Dead Cas Systems: Types, Principles, and Applications

Abstract

The gene editing tool CRISPR-Cas has become the foundation for developing numerous molecular systems used in research and, increasingly, in medical practice. In particular, Cas proteins devoid of nucleolytic activity (dead Cas proteins; dCas) can be used to deliver functional cargo to programmed sites in the genome. In this review, we describe current CRISPR systems used for developing different dCas-based molecular approaches and summarize their most significant applications. We conclude with comments on the state-of-art in the CRISPR field and future directions.

Keywords: Cas9; cancer; chromatin; dCas; editing; epigenetics; hereditary diseases; infectious diseases; inflammatory diseases; transcription.

Figure 1

Types and applications of dCas-based molecular tools. (A) Investigation of chromatin structure. dCas proteins tethered with specific enzymes (e.g., peroxidase) enable inducible marking (biotinylation) of chromatin factors in the vicinity of the target site. These factors can be subsequently analyzed by proteomics to study chromatin organization. (B) Base editing. dCas proteins coupled with base editing enzymes (cytidine or adenine deaminases) can be used to modify RNA or DNA, correct genetic mutations, or knock-out genes. (C) Epigenetic remodeling. dCas-based epigenome modifiers can directly alter epigenetic state at a given locus, which is frequently used to annotate gene regulatory elements. Red and green spheres indicate heterochromatin and euchromatin marks, correspondingly. (D) Programming 3D chromatin interactions. Using two dCas proteins targeting defined genomic loci can program 3D chromatin interactions. A chemical inducer stimulates dimerization of dCas proteins fused with dimerization domains building long-range connections between genomic elements. (E) Transcriptional regulation. Control of gene expression by dCas proteins tethered to transcriptional suppressors (red) or activators (green). PAM—protospacer adjacent motif; H840A and D10A are point mutations inactivating catalytic residues RuvC and HNH, correspondingly. This picture was created in BioRender software.

= DIRECTIONS FOR THIS TASK =
Please condense the paragraph of the review that begins "The gene editing tool CRISPR-Cas" into a brief list that keeps its main facts. The data after the review is not needed.

= RECORDS =
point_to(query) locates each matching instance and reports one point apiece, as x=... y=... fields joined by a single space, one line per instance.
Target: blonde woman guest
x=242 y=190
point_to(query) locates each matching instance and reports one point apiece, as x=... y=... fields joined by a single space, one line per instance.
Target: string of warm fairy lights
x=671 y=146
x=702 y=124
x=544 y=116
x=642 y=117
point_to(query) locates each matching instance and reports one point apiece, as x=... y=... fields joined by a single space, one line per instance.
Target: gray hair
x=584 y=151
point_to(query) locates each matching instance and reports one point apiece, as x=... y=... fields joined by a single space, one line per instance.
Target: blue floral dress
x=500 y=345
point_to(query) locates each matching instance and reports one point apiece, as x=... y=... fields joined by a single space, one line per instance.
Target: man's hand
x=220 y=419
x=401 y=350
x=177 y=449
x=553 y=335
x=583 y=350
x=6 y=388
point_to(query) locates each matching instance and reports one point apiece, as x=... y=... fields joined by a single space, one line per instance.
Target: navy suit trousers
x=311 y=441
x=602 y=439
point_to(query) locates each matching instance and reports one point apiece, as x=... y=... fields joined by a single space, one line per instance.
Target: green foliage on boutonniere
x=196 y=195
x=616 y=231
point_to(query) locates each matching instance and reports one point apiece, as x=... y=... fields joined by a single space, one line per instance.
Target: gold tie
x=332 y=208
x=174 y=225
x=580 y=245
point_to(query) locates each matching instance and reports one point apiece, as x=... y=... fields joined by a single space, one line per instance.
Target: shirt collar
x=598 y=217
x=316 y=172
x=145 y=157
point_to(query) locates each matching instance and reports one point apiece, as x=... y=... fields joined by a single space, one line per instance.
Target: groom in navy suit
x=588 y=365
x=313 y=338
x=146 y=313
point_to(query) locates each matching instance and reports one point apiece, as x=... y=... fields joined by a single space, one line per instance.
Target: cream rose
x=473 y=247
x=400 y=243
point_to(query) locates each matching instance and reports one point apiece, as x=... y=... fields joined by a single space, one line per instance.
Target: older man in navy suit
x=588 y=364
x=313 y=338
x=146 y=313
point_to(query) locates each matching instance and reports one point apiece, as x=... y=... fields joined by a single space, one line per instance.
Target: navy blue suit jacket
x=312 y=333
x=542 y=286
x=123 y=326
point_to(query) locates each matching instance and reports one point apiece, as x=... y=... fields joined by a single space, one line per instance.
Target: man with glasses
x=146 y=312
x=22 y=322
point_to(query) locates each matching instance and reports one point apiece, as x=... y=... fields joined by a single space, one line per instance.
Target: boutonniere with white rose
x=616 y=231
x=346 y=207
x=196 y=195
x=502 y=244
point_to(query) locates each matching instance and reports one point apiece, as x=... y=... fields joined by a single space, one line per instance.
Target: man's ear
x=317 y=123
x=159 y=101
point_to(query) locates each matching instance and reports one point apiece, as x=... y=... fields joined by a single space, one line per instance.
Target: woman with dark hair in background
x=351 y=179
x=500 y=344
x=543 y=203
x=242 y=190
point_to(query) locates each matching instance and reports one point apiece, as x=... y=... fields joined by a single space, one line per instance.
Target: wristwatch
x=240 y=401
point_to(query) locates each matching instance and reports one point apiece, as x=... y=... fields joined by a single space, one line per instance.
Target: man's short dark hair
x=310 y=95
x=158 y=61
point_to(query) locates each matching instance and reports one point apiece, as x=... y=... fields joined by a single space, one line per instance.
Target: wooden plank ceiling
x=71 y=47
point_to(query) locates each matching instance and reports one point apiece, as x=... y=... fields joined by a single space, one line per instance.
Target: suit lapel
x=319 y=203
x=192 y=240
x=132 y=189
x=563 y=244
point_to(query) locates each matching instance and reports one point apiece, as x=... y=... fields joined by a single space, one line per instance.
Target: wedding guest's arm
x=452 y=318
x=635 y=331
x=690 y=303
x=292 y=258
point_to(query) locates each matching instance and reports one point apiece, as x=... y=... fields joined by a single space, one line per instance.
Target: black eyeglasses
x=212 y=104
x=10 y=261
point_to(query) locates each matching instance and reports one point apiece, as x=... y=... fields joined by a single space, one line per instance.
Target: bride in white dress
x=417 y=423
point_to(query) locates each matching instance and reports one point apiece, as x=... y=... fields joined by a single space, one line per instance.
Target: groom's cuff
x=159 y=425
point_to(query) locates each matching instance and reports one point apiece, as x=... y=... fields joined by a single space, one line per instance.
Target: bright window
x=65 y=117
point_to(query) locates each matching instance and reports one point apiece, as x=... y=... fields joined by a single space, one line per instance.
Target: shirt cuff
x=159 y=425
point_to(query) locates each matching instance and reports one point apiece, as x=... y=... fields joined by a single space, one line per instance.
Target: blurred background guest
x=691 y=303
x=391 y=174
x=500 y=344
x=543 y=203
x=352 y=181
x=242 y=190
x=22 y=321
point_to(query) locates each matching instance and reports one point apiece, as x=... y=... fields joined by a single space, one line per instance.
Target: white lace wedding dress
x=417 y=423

= EXERCISE SOLUTION =
- CRISPR-Cas is the basis for many molecular systems used in research and, increasingly, in medical practice.
- Cas proteins without nucleolytic activity (dead Cas, or dCas) can deliver functional cargo to programmed sites in the genome.
- The review describes current CRISPR systems used to develop dCas-based approaches and summarizes their most significant applications.
- It ends with comments on the state of the art in the CRISPR field and on future directions.